Given problem:
Rewrite the records below with "light green foliage" substituted for every "dark green foliage", leaving everything else unchanged.

Input rows:

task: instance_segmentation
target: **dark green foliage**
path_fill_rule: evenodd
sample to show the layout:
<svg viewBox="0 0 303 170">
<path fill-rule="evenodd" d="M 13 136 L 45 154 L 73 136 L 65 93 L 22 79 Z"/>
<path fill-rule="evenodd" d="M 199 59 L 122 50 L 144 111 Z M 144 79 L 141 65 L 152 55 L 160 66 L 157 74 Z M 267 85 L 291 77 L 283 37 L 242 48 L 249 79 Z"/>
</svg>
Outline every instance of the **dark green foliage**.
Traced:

Final result:
task: instance_segmentation
target: **light green foliage**
path_fill_rule: evenodd
sample to show the layout:
<svg viewBox="0 0 303 170">
<path fill-rule="evenodd" d="M 13 136 L 45 154 L 73 136 L 65 93 L 22 79 Z"/>
<path fill-rule="evenodd" d="M 199 59 L 122 50 L 144 111 Z M 144 79 L 141 65 L 152 55 L 160 66 L 157 74 Z M 267 85 L 291 77 L 283 37 L 242 48 L 249 79 Z"/>
</svg>
Outline every instance of the **light green foliage**.
Traced:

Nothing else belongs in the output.